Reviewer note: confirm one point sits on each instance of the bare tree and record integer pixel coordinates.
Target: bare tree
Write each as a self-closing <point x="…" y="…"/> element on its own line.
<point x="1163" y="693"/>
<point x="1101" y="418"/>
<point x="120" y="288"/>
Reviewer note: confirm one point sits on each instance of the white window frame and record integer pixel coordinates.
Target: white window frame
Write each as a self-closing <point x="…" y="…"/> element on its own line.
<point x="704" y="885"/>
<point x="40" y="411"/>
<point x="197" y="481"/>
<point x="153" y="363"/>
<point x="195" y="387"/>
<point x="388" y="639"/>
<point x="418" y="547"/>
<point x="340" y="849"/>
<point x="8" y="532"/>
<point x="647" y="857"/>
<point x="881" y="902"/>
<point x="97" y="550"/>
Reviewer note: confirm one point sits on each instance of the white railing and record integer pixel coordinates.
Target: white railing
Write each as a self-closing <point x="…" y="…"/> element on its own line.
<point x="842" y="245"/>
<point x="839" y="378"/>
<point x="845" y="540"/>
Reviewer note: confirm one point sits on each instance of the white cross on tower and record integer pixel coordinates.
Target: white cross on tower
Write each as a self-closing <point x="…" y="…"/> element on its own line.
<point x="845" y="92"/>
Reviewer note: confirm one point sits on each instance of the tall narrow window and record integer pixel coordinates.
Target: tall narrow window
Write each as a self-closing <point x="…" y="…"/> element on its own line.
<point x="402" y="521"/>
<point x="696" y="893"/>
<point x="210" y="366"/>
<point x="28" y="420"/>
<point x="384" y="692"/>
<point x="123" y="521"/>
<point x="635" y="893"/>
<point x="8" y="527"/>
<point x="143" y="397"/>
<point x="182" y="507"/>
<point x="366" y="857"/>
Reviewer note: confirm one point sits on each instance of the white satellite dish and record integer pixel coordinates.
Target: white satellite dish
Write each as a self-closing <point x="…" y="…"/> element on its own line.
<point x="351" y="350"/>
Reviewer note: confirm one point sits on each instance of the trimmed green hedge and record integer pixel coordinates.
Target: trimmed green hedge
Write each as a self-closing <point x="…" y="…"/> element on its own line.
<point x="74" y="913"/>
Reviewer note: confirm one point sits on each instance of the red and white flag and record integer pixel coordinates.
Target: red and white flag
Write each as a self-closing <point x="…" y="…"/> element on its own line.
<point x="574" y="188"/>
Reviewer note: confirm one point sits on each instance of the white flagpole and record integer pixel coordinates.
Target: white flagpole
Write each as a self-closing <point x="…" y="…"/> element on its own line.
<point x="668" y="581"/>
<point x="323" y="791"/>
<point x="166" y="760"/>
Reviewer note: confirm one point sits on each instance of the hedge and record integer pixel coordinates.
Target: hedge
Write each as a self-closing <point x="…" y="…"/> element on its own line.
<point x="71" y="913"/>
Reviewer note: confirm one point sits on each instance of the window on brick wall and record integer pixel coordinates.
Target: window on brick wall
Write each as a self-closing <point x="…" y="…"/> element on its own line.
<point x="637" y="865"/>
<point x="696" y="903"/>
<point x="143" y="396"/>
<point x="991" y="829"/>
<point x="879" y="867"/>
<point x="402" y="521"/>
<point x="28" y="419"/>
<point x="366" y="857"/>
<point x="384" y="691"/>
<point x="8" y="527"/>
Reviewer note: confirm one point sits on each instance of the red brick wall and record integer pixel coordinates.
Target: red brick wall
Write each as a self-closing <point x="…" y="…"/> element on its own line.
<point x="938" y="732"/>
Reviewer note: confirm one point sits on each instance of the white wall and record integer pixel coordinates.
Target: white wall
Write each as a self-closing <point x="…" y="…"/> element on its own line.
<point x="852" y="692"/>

··········

*Written request*.
Set out all of the lines above as a numbered list, omitting any that are blank.

*Correct result*.
1. Reviewer note: confirm one point sits on each instance of the bare tree and record integer pixel coordinates.
2. Target: bare tree
3. Write each as a self-closing <point x="…" y="…"/> element on its own line.
4. <point x="1163" y="693"/>
5. <point x="1101" y="418"/>
6. <point x="120" y="288"/>
7. Reviewer note: confirm one point sits on each instance of the white window frame and record integer pixel coordinates.
8. Target: white window frame
9. Write each as a self-closing <point x="…" y="…"/> element on its own line.
10. <point x="704" y="885"/>
11. <point x="40" y="411"/>
12. <point x="197" y="481"/>
13. <point x="153" y="363"/>
14. <point x="195" y="387"/>
15. <point x="388" y="639"/>
16. <point x="418" y="547"/>
17. <point x="340" y="849"/>
18. <point x="8" y="532"/>
19. <point x="647" y="857"/>
20. <point x="881" y="902"/>
21. <point x="97" y="550"/>
22. Reviewer note: confirm one point sits on each instance of the white railing and record integer pixel coordinates.
23. Target: white railing
24. Write each as a self-closing <point x="…" y="…"/> element on its own line.
25. <point x="842" y="245"/>
26. <point x="839" y="378"/>
27. <point x="845" y="540"/>
28. Reviewer note: confirm one point sits on each instance of the white cross on tower and record integer pixel coordinates.
29. Target: white cross on tower
30. Write each as a self-closing <point x="…" y="…"/> element on its own line.
31. <point x="845" y="92"/>
32. Reviewer note: confirm one point sits on each instance of the tall narrow window and record integer pixel coordinates.
33. Target: tall narrow window
34. Write each as a self-closing <point x="…" y="…"/> element on its own line.
35. <point x="402" y="521"/>
36. <point x="696" y="893"/>
37. <point x="210" y="366"/>
38. <point x="28" y="420"/>
39. <point x="384" y="692"/>
40. <point x="123" y="521"/>
41. <point x="635" y="893"/>
42. <point x="8" y="527"/>
43. <point x="143" y="397"/>
44. <point x="182" y="507"/>
45. <point x="366" y="857"/>
46. Reviewer note: confirm one point sits on each instance of the white satellite dish and record integer pixel coordinates.
47. Target: white satellite dish
48. Write each as a self-closing <point x="…" y="…"/> element on its own line.
49. <point x="351" y="350"/>
50. Reviewer note: confirm one point sits on each instance of the trimmed green hedge and record integer pixel coordinates.
51. Target: trimmed green hedge
52. Write each as a self-closing <point x="…" y="…"/> element on its own line.
53. <point x="74" y="913"/>
54. Reviewer note: confirm one point sits on each instance of the red and white flag and record integer pixel coordinates.
55. Target: red and white flag
56. Write each as a self-closing <point x="…" y="…"/> element on its own line.
57. <point x="574" y="188"/>
58. Reviewer note: confirm one point sits on each instance of the white flagpole and record integer pixel coordinates.
59. Target: white flagpole
60. Write each as a self-closing <point x="…" y="…"/> element on its own line.
61. <point x="668" y="581"/>
62. <point x="323" y="791"/>
63. <point x="166" y="760"/>
64. Reviewer note: confirm one point sits on each instance of the hedge and record integer pixel coordinates.
65. Target: hedge
66. Write each as a self-closing <point x="…" y="…"/> element on its own line.
67. <point x="71" y="913"/>
68. Reviewer note: confirm one point sits on each instance of the window on brick wall and record integer pixel coordinates.
69. Target: window on brick wall
70. Write each as a self-closing <point x="…" y="…"/> element on its own line.
71. <point x="637" y="865"/>
72. <point x="696" y="903"/>
73. <point x="143" y="396"/>
74. <point x="991" y="829"/>
75. <point x="879" y="867"/>
76. <point x="402" y="521"/>
77. <point x="28" y="419"/>
78. <point x="366" y="857"/>
79. <point x="384" y="691"/>
80. <point x="8" y="527"/>
81. Reviewer note: confirm one point sits on each instance of the red brick wall and record integer pixel coordinates.
82. Target: red brick wall
83. Write each as a self-closing <point x="…" y="…"/> element on its own line.
84. <point x="938" y="732"/>
85. Reviewer note: confirm one point sits on each instance of the white wall and record integer pixel coordinates.
86. Target: white wall
87. Write each as a self-closing <point x="…" y="…"/> element on its own line.
88. <point x="852" y="692"/>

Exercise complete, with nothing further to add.